*EXERCISE AIM:*
Restate, word for word, every line of the data.

*RECORDS FOR THE EXERCISE:*

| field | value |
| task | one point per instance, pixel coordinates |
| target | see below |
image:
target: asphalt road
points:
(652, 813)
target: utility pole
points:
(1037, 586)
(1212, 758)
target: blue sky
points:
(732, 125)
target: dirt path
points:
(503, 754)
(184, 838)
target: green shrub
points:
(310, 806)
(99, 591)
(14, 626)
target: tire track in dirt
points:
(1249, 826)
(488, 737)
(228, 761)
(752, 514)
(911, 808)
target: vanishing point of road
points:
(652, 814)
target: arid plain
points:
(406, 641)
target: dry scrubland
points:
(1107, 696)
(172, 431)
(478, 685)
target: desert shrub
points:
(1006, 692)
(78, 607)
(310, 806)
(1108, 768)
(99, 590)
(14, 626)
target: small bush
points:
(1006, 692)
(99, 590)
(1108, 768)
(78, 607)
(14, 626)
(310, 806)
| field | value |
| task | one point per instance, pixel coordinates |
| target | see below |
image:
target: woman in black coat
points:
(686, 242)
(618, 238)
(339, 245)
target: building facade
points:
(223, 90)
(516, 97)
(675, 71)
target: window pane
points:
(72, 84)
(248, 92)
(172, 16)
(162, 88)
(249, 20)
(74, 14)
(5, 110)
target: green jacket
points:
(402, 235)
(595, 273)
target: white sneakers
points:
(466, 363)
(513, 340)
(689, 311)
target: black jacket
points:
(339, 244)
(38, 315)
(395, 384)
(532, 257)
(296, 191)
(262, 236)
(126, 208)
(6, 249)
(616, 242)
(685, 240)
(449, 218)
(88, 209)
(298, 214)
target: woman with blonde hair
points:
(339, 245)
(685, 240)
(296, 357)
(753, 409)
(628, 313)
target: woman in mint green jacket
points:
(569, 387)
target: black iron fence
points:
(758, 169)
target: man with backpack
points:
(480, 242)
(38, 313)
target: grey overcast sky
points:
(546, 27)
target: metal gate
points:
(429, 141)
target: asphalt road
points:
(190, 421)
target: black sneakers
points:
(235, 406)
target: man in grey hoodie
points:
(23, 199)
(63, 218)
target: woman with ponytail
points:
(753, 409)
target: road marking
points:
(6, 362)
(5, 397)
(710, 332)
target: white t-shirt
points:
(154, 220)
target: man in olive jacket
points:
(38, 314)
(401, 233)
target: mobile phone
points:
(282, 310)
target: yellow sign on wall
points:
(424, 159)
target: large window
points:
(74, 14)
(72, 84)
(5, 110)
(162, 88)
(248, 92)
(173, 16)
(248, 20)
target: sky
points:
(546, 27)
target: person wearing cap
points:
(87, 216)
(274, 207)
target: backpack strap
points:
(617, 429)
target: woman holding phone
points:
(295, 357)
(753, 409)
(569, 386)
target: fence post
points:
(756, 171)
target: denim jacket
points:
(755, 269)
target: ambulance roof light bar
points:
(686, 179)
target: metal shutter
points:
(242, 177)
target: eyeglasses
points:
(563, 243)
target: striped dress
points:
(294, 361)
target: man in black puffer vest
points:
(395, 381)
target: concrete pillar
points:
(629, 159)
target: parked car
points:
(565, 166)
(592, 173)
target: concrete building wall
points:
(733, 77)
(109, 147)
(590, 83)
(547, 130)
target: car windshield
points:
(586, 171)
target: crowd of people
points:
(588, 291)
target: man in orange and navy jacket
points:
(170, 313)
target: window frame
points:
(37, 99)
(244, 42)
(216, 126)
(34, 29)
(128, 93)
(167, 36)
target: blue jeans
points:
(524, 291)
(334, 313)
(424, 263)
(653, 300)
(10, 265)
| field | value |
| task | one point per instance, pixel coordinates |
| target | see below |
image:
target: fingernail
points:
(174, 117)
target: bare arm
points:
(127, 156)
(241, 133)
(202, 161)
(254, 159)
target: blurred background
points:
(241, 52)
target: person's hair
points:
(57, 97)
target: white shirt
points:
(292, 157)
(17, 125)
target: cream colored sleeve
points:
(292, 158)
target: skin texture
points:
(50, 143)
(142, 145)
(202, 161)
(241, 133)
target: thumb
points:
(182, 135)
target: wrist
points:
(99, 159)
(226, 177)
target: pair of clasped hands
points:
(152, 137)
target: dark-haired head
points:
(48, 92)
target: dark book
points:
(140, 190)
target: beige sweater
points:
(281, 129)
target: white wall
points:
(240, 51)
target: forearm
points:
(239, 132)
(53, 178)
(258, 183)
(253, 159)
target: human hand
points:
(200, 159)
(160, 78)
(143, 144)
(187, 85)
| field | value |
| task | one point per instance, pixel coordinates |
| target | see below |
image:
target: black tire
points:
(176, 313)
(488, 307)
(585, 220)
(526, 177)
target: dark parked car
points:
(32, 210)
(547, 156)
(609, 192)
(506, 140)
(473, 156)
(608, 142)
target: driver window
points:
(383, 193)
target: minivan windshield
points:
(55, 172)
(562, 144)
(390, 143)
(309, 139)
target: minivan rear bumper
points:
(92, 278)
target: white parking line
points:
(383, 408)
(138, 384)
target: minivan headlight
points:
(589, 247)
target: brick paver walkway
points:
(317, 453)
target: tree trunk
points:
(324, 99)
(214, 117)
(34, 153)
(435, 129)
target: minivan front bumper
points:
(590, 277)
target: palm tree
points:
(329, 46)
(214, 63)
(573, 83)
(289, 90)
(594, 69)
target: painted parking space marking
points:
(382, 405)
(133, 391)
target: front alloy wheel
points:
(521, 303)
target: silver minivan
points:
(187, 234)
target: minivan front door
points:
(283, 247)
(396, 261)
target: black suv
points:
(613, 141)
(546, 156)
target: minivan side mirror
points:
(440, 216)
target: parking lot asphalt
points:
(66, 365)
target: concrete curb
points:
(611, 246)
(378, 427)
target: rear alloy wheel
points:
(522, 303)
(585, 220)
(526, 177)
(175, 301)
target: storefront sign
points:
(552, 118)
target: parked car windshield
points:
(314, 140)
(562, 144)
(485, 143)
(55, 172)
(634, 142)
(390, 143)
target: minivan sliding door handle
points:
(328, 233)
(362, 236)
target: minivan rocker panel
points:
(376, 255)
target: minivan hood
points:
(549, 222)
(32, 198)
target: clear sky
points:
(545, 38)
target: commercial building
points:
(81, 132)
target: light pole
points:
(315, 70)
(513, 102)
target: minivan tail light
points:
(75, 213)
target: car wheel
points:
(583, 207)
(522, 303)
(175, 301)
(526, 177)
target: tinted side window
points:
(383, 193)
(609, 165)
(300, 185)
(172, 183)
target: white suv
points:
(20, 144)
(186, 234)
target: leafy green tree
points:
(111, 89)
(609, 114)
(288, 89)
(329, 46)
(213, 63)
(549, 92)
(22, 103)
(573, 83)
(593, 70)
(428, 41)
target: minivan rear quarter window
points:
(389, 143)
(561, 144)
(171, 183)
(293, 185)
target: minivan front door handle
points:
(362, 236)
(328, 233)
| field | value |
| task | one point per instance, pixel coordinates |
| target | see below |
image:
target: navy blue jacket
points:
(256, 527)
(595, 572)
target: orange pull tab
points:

*WRITTEN RESPONSE:*
| field | value |
| task | one point per instance, pixel coordinates |
| target | see below |
image:
target: asphalt road
points:
(652, 813)
target: utility pole
points:
(1037, 586)
(1212, 758)
target: blue sky
points:
(732, 125)
target: dirt path
points:
(503, 754)
(184, 838)
target: green shrub
points:
(310, 806)
(99, 591)
(14, 626)
target: tire track in dirt
points:
(1249, 826)
(488, 737)
(228, 761)
(752, 514)
(911, 808)
target: vanishing point of road
points:
(652, 814)
target: arid plain
points:
(406, 641)
target: dry scrubland
points:
(1107, 696)
(172, 431)
(478, 685)
target: desert shrub
points:
(1006, 692)
(78, 607)
(310, 806)
(1108, 768)
(99, 590)
(14, 626)
target: small bush
points:
(1006, 692)
(99, 590)
(1108, 768)
(78, 607)
(14, 626)
(310, 806)
| field | value |
| task | one point per instance, pixel coordinates |
| target | see below |
image:
target: woman in black coat
points:
(686, 242)
(618, 238)
(339, 245)
target: building facade
points:
(223, 90)
(516, 97)
(675, 71)
target: window pane
points:
(72, 84)
(248, 92)
(172, 16)
(162, 88)
(249, 20)
(74, 14)
(5, 110)
target: green jacket
points:
(402, 235)
(595, 273)
target: white sneakers
points:
(466, 363)
(513, 340)
(689, 311)
target: black jacket
points:
(339, 244)
(38, 315)
(395, 384)
(532, 257)
(296, 191)
(262, 236)
(126, 208)
(6, 249)
(616, 242)
(685, 240)
(449, 218)
(88, 209)
(298, 214)
target: woman with blonde hair
points:
(339, 245)
(685, 240)
(296, 357)
(753, 409)
(628, 313)
target: woman in mint green jacket
points:
(569, 387)
target: black iron fence
points:
(758, 169)
target: man with backpack
points:
(480, 242)
(38, 313)
target: grey overcast sky
points:
(546, 27)
target: metal gate
points:
(429, 141)
target: asphalt road
points:
(190, 421)
target: black sneakers
points:
(235, 406)
target: man in grey hoodie
points:
(23, 199)
(63, 218)
target: woman with ponytail
points:
(753, 409)
target: road marking
points:
(6, 362)
(5, 397)
(710, 332)
target: white t-shirt
points:
(154, 220)
target: man in olive jacket
points:
(38, 314)
(401, 233)
target: mobile phone
points:
(282, 310)
target: yellow sign on wall
points:
(424, 159)
target: large window
points:
(74, 14)
(72, 84)
(5, 110)
(162, 88)
(248, 92)
(173, 16)
(248, 20)
target: sky
points:
(546, 27)
target: person wearing cap
points:
(87, 216)
(274, 207)
target: backpack strap
points:
(617, 429)
target: woman holding phone
points:
(295, 357)
(753, 409)
(569, 386)
target: fence post
points:
(756, 171)
target: denim jacket
points:
(755, 269)
target: ambulance roof light bar
points:
(686, 179)
target: metal shutter
points:
(242, 177)
target: eyeglasses
points:
(563, 243)
target: striped dress
points:
(294, 361)
target: man in black puffer vest
points:
(395, 381)
target: concrete pillar
points:
(629, 159)
target: parked car
points:
(565, 166)
(592, 173)
target: concrete building wall
points:
(733, 77)
(109, 147)
(590, 83)
(547, 130)
target: car windshield
points:
(586, 171)
target: crowd of people
points:
(588, 291)
target: man in orange and navy jacket
points:
(170, 313)
target: window frame
points:
(37, 99)
(244, 42)
(216, 126)
(34, 29)
(128, 93)
(167, 36)
target: blue jeans
points:
(524, 291)
(334, 313)
(424, 263)
(653, 300)
(10, 265)
| field | value |
| task | one point per instance, pixel coordinates |
| target | see below |
image:
target: fingernail
points:
(174, 117)
target: bare arm
points:
(127, 156)
(241, 133)
(202, 161)
(254, 159)
target: blurred background
points:
(241, 52)
target: person's hair
points:
(57, 97)
target: white shirt
points:
(292, 157)
(17, 125)
target: cream colored sleeve
points:
(292, 158)
target: skin texture
points:
(50, 143)
(142, 145)
(202, 161)
(241, 133)
target: thumb
points:
(182, 135)
target: wrist
points:
(99, 159)
(226, 177)
target: pair of clasped hands
points:
(152, 137)
target: dark-haired head
points:
(48, 92)
target: dark book
points:
(140, 190)
target: beige sweater
points:
(281, 129)
target: white wall
points:
(240, 51)
target: forearm
points:
(239, 132)
(53, 178)
(258, 183)
(253, 159)
target: human hand
points:
(200, 159)
(160, 78)
(143, 144)
(187, 85)
| field | value |
| task | one point per instance, pixel coordinates |
| target | see below |
image:
target: black tire
points:
(176, 313)
(488, 307)
(585, 220)
(526, 177)
target: dark parked car
points:
(32, 210)
(547, 156)
(609, 192)
(506, 140)
(473, 156)
(608, 142)
target: driver window
points:
(383, 193)
target: minivan windshield
points:
(55, 172)
(562, 144)
(390, 143)
(309, 139)
target: minivan rear bumper
points:
(92, 278)
target: white parking line
points:
(383, 408)
(138, 384)
target: minivan headlight
points:
(589, 247)
target: brick paver walkway
points:
(317, 453)
target: tree trunk
points:
(324, 99)
(214, 117)
(34, 153)
(435, 129)
target: minivan front bumper
points:
(590, 277)
target: palm tree
points:
(329, 46)
(214, 63)
(573, 83)
(289, 90)
(594, 69)
target: painted parking space marking
points:
(382, 405)
(133, 391)
target: front alloy wheel
points:
(521, 303)
target: silver minivan
points:
(187, 234)
target: minivan front door
points:
(283, 247)
(396, 261)
target: black suv
points:
(613, 141)
(546, 156)
target: minivan side mirror
points:
(440, 216)
target: parking lot asphalt
points:
(66, 365)
target: concrete curb
points:
(611, 246)
(378, 427)
target: rear alloy wheel
points:
(522, 303)
(585, 220)
(526, 177)
(175, 301)
target: storefront sign
points:
(552, 118)
target: parked car windshield
points:
(314, 140)
(562, 144)
(485, 143)
(55, 172)
(634, 142)
(390, 143)
target: minivan sliding door handle
points:
(328, 233)
(362, 236)
target: minivan rocker panel
points:
(376, 255)
target: minivan hood
points:
(549, 222)
(32, 198)
target: clear sky
points:
(545, 38)
target: commercial building
points:
(81, 132)
target: light pole
points:
(315, 70)
(513, 102)
target: minivan tail light
points:
(75, 213)
target: car wheel
points:
(583, 207)
(522, 303)
(175, 301)
(526, 177)
target: tinted side window
points:
(383, 193)
(609, 165)
(300, 185)
(172, 183)
target: white suv
points:
(20, 144)
(186, 234)
target: leafy green tree
points:
(111, 89)
(609, 114)
(288, 89)
(329, 46)
(213, 63)
(549, 92)
(22, 103)
(573, 83)
(593, 70)
(428, 41)
target: minivan rear quarter window
points:
(389, 143)
(561, 144)
(171, 183)
(293, 185)
target: minivan front door handle
points:
(362, 236)
(328, 233)
| field | value |
| task | one point per instance, pixel coordinates |
| target | see below |
image:
target: navy blue jacket
points:
(256, 527)
(595, 572)
target: orange pull tab
points:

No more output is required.